TASK DESCRIPTION:
Some lines in the listing below may include the string "Query". How many are there? Give only the number.

LISTED ENTRIES:
-*-

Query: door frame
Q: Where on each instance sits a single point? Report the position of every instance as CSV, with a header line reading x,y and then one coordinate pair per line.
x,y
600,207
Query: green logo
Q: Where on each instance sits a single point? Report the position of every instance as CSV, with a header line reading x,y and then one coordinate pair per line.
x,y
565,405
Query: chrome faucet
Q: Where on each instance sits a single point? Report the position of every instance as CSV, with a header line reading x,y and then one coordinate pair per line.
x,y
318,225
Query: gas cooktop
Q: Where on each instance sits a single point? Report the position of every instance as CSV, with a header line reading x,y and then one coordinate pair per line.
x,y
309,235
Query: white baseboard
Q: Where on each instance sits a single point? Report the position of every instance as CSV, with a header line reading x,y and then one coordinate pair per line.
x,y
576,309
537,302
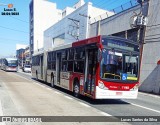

-*-

RESPONSE AREA:
5